## GIVEN PROBLEM
Reproduce the entries below verbatim from the line containing "Guideline: one marker per instance of the sitting man, placed" through the end of the entries, both ends included, and omit the pictures from your answer.

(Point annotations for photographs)

__________________________________________________

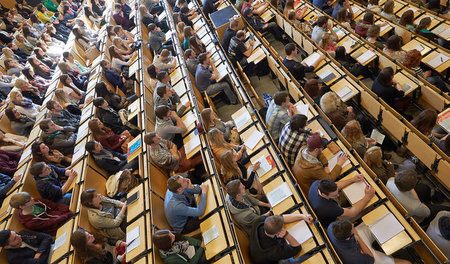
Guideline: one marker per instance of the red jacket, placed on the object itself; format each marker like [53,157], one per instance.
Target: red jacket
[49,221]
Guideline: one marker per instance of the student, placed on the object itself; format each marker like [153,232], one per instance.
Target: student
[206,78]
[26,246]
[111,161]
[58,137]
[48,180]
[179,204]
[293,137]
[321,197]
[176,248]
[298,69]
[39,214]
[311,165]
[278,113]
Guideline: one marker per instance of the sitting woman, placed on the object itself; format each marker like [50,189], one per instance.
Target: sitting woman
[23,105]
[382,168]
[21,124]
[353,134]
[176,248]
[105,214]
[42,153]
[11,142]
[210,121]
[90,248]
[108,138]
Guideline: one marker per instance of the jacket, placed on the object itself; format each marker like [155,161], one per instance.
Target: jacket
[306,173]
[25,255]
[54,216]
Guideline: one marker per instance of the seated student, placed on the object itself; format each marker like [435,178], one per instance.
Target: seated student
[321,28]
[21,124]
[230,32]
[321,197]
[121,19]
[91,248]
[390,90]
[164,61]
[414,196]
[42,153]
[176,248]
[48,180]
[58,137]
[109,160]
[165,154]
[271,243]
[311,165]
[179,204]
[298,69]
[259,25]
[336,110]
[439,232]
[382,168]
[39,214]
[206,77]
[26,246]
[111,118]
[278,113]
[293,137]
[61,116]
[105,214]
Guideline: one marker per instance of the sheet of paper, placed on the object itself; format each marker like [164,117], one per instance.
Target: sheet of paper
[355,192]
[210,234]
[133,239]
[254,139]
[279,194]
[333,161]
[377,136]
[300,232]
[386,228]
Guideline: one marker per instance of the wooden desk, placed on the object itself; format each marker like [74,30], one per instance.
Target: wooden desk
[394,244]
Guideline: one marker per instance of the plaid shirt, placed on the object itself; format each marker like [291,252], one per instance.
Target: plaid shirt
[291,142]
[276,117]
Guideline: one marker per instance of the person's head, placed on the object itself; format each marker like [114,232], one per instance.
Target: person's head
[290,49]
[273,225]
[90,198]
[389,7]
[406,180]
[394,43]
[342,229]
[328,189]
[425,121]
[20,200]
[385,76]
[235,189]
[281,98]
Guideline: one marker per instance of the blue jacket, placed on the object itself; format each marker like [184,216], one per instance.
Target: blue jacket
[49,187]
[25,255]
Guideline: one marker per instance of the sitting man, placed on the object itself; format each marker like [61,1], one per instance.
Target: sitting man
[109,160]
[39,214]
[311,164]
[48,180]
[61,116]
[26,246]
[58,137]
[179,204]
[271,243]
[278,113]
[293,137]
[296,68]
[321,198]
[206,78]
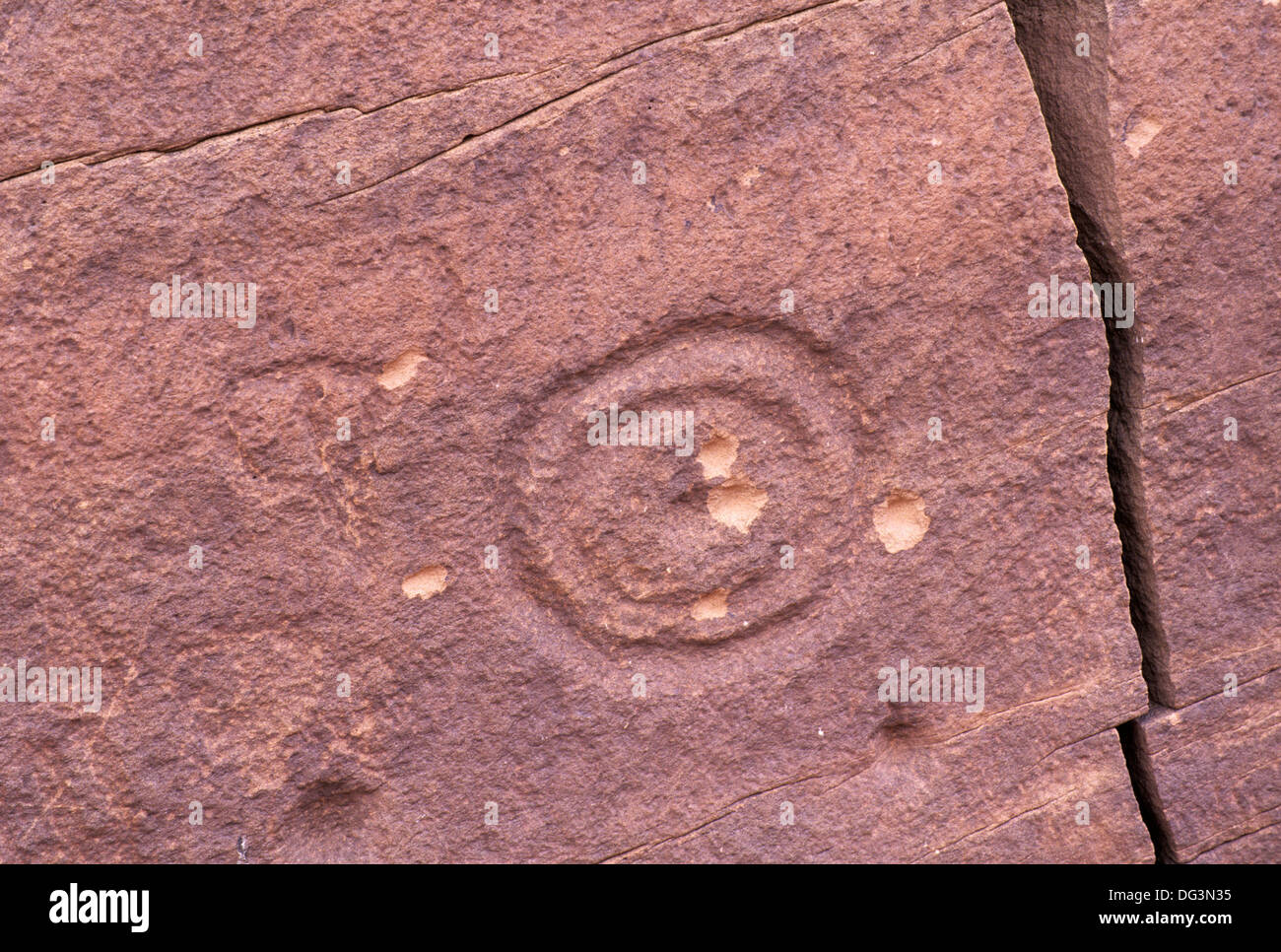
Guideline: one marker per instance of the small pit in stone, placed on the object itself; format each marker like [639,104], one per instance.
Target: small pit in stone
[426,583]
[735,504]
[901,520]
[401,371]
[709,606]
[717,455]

__________________________________________________

## EXERCISE RESULT
Guideline: one marker per instance of the sitting man, placed on the object itself; format each marker like [61,1], one per instance.
Target: sitting man
[109,160]
[39,214]
[311,164]
[48,180]
[61,116]
[26,246]
[58,137]
[179,204]
[271,243]
[278,113]
[293,137]
[296,68]
[321,198]
[206,78]
Guideline: one marker per instance of the small pit in stone, placed on the object itself; format each marker like [639,104], one per instance.
Target: small pit in stone
[426,583]
[735,504]
[901,520]
[401,371]
[709,606]
[717,455]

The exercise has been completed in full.